ASSIGNED TASK — Only certain lines below are wanted: those starting at the line containing "the tire sidewall" and ending at the line containing "[(721, 361), (903, 272), (824, 57), (96, 305)]", both included, each retyped exactly.

GIVEN DATA —
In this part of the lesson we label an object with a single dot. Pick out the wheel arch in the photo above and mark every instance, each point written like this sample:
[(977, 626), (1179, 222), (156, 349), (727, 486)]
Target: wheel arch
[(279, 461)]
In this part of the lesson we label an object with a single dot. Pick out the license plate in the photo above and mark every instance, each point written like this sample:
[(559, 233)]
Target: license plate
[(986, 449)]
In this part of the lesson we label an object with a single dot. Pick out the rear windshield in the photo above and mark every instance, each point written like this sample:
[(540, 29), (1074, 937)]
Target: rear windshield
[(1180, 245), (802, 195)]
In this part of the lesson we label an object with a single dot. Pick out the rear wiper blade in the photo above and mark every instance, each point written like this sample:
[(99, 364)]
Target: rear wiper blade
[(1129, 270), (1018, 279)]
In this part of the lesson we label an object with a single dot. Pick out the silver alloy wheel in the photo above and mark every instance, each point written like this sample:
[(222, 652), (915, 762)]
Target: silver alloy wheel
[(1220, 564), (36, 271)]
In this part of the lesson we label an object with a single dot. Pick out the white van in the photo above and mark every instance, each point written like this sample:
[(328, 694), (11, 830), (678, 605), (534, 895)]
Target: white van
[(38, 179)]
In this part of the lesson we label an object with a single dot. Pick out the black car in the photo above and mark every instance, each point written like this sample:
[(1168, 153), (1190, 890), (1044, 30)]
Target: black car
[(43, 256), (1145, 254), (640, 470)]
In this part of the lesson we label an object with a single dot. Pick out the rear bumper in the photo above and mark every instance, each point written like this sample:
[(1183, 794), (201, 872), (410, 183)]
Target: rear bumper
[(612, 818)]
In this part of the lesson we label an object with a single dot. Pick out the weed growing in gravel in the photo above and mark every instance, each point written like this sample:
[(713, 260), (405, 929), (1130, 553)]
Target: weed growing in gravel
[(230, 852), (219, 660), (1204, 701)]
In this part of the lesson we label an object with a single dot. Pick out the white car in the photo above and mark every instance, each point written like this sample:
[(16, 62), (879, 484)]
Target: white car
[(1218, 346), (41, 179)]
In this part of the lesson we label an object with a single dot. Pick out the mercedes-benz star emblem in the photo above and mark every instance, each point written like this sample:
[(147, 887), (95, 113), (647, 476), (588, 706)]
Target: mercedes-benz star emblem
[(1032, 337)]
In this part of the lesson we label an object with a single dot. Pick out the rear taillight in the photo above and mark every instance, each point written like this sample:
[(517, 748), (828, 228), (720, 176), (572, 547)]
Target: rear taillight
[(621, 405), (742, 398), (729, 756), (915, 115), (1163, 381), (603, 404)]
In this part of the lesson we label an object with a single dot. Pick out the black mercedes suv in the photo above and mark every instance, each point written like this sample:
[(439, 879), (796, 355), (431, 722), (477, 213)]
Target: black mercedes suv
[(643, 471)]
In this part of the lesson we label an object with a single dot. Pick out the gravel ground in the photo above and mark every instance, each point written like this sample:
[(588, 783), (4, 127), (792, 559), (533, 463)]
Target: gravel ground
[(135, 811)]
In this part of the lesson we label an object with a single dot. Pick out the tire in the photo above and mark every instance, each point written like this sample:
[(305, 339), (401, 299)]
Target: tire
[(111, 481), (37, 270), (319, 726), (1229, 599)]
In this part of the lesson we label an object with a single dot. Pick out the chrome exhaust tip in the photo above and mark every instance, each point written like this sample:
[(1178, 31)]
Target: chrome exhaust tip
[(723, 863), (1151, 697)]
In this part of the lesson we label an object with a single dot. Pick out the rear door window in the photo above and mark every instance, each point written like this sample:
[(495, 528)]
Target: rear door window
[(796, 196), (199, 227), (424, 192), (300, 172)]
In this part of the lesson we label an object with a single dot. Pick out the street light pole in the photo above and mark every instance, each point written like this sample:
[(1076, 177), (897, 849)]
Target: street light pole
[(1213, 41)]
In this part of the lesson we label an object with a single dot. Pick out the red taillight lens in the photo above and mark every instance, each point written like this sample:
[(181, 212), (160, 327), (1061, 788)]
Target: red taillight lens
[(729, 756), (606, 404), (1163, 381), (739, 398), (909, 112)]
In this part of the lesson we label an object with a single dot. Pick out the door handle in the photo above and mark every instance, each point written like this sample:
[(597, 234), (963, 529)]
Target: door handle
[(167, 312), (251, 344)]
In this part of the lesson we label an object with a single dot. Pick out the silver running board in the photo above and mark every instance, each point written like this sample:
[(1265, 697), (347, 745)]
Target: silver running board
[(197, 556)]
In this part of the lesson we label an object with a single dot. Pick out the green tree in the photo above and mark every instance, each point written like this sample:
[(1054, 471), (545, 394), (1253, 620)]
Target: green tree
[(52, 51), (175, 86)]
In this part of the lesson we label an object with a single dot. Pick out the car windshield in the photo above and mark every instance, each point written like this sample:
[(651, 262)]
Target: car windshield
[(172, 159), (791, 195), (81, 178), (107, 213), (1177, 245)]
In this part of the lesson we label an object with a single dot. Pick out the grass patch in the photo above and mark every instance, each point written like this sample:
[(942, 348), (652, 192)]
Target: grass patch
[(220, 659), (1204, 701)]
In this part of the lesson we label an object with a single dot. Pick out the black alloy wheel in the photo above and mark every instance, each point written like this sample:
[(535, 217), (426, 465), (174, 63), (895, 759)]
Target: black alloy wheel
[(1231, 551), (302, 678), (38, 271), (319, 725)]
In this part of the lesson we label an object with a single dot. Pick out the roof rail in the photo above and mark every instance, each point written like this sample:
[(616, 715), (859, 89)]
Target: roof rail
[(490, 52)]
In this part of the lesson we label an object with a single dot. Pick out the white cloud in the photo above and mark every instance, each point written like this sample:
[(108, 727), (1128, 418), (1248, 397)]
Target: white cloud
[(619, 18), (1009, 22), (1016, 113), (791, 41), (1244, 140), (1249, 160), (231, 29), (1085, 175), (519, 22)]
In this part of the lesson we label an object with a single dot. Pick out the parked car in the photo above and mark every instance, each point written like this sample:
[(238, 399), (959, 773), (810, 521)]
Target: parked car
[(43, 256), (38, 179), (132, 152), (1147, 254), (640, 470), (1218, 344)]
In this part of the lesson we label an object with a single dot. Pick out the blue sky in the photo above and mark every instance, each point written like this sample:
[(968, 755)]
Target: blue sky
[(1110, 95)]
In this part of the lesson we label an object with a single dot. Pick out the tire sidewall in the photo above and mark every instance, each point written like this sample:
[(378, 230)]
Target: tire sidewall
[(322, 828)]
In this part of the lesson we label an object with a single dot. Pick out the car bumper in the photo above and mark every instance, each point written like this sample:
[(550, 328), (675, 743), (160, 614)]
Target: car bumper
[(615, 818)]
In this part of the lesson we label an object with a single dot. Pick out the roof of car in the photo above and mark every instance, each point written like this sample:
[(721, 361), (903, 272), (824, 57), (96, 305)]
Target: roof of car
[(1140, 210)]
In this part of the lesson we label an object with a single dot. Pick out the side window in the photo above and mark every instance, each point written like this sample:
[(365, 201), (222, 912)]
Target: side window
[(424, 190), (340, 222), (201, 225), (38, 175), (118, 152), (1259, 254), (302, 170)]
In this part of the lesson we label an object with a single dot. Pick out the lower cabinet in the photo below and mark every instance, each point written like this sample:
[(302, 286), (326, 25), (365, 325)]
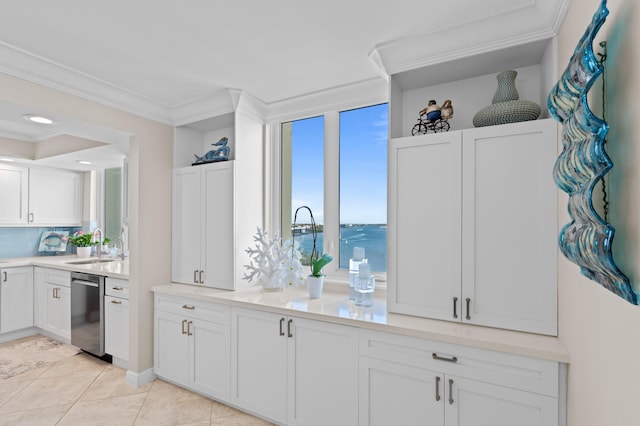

ANSWER BOX —
In this part of the lesson we label an object with a single dot. Pick out the tire sidewall in the photo above and mark every instance, each point written like this sample:
[(378, 230)]
Target: tire sidewall
[(322, 828)]
In this part of the lesson we label an object with a single dot. Pick out the car bumper in the photo above and mark every instance, each point written like this sample:
[(550, 328), (675, 743), (160, 614)]
Target: car bumper
[(615, 818)]
In this part of the lesson we label an object with a single dot. Pick out the roof of car in the photo above and mark every instance, each point written like this sample:
[(721, 361), (903, 272), (824, 57), (96, 305)]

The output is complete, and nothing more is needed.